Stored entries
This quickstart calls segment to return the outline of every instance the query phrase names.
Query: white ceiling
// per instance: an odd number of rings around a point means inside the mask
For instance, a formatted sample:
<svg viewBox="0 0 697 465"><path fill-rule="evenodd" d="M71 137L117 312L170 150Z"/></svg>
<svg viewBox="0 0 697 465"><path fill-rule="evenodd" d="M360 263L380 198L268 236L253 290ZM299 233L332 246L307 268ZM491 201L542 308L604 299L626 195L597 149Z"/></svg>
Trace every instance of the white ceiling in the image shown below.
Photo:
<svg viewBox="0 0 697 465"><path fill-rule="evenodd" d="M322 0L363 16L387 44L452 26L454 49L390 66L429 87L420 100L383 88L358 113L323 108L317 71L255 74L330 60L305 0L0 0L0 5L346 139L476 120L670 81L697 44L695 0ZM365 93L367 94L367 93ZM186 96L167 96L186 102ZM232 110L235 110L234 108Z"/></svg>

### BRIEF
Copy every line of the stored entries above verbatim, changing nothing.

### OUTPUT OF THE EXERCISE
This quickstart calls segment to return the outline of every instance the query phrase names.
Query: white ceiling
// per instance: an odd number of rings around a point means inside the mask
For instance, a formatted sample:
<svg viewBox="0 0 697 465"><path fill-rule="evenodd" d="M71 137L117 312L170 150Z"/></svg>
<svg viewBox="0 0 697 465"><path fill-rule="evenodd" d="M360 263L380 198L268 236L253 290ZM299 233L332 246L307 268ZM491 201L542 308L604 299L626 195L597 149Z"/></svg>
Trace every instance of the white ceiling in the image shown below.
Photo:
<svg viewBox="0 0 697 465"><path fill-rule="evenodd" d="M322 0L363 16L387 44L452 26L454 49L390 66L429 87L420 100L383 88L358 113L323 108L317 71L255 74L330 60L305 0L0 0L0 5L346 139L476 120L670 81L697 44L695 0ZM365 93L367 94L367 93ZM186 96L167 96L186 102ZM232 110L235 110L234 108Z"/></svg>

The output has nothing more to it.